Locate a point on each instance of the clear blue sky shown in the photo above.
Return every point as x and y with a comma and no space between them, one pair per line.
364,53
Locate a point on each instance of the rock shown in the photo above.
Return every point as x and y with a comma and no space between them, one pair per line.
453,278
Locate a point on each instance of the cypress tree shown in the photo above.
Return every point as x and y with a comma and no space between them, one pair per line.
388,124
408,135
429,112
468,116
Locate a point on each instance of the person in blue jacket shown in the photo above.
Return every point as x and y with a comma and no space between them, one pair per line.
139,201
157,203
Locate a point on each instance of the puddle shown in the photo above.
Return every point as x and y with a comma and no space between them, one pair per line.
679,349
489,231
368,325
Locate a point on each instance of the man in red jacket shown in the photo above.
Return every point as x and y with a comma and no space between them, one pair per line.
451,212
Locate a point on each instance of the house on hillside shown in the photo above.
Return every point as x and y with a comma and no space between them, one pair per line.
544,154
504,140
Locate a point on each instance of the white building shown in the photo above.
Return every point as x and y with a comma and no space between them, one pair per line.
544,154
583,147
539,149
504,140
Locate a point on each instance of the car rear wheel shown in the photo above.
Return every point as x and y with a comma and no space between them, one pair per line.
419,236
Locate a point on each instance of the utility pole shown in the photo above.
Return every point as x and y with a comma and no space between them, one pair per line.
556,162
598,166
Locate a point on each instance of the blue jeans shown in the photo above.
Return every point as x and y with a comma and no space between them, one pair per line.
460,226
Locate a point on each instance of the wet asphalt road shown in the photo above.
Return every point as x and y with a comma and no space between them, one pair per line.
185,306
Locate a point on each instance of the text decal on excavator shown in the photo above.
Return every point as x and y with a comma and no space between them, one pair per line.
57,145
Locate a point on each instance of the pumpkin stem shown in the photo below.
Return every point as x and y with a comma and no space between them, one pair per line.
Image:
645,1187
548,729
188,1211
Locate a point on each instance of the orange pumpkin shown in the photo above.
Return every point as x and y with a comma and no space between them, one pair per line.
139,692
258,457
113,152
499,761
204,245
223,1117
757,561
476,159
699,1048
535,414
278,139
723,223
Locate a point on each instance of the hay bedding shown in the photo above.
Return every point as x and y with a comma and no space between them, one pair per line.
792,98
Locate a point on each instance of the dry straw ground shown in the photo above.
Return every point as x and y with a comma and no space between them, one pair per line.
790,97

* **Try it**
Return only the lines above that run from the opening line through the line containing "Locate a point on each instance of the house", exactly as written.

* **Response area**
Locate a point on each instance of the clear blue sky shown in the photo above.
Return every point as x and y with a comma and no space between them, one pair per line.
364,53
Locate a point on each instance of the rock shown in the photo above.
Return every point as x and y with a comma and no space between them, one pair per line.
453,278
Locate a point on each instance of the cypress tree shown in the photo above.
Return every point as x and y with a comma and no space between them, one pair per line.
388,124
408,135
429,112
468,116
Locate a point on each instance of the person in blue jacket shown in the photo above.
Return every point as x and y with a comma and no space between them, one pair per line.
139,201
157,203
Locate a point on each instance of the puddle shown in the photo above.
Return every point as x and y with a comma and no space between them, one pair per line.
679,349
489,231
368,325
Locate a point on each instance of the man in red jacket shown in the photo above.
Return every point as x and y with a comma and no space between them, one pair per line.
451,212
Locate a point on each instance of the house on hillside shown in the photo above.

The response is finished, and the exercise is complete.